**Work to complete:** Copy every one of the rows below word for word.

**The data:**
Start
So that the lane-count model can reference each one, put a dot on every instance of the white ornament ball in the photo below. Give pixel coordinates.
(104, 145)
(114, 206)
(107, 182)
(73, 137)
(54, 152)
End
**Exercise answer:**
So that the lane-count model can reference each one, put a dot on every instance of the white ornament ball in the photo below. Give pixel coordinates.
(104, 145)
(114, 206)
(107, 182)
(73, 137)
(54, 152)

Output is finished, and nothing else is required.